What the exercise asks:
Can you gather every line in the entries below that contains the string "target", paying attention to case?

**** Record extracts

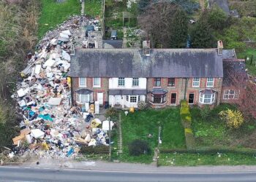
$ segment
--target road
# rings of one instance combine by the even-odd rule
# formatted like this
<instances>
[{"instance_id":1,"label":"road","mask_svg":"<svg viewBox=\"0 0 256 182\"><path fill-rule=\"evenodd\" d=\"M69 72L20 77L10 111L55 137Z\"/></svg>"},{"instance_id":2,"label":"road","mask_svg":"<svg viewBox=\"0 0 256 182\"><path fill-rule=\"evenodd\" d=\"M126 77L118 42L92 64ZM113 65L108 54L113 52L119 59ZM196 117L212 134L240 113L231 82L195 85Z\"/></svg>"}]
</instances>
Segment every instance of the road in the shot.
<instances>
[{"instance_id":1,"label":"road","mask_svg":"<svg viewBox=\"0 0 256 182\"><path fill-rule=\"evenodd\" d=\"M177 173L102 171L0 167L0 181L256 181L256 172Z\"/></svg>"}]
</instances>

********
**** Record extracts

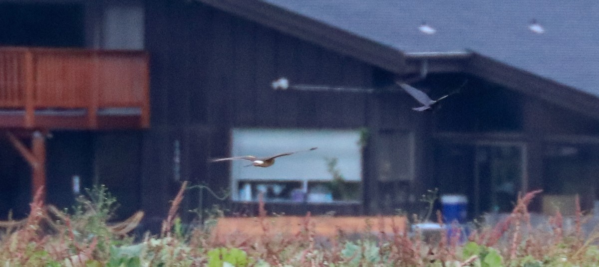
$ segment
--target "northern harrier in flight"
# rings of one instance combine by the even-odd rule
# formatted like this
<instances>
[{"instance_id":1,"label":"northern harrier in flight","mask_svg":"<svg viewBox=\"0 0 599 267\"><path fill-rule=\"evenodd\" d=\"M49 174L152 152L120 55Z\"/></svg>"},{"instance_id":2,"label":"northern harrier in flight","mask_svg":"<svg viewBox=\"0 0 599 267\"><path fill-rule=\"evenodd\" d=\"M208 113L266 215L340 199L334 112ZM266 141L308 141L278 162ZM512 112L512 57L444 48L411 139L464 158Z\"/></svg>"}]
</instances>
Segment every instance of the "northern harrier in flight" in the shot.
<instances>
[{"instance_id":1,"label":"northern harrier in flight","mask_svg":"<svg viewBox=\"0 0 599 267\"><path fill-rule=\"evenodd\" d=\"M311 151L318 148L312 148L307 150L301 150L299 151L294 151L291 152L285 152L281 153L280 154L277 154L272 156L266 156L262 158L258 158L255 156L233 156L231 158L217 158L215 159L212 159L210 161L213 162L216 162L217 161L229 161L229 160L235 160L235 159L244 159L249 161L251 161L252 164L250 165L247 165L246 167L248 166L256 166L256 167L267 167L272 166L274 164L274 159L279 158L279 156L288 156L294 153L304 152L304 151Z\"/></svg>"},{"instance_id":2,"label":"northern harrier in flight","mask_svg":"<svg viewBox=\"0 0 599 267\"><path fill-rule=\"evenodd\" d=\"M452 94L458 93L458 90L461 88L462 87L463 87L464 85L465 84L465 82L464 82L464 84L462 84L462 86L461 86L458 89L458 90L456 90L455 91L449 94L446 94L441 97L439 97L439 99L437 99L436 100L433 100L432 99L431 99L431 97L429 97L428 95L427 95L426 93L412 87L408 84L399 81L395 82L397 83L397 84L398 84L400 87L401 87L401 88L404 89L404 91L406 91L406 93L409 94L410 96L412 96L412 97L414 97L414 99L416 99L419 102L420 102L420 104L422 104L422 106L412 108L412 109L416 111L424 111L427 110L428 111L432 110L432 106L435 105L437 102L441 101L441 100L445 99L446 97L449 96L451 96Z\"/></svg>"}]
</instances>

********

The answer:
--target road
--target "northern harrier in flight"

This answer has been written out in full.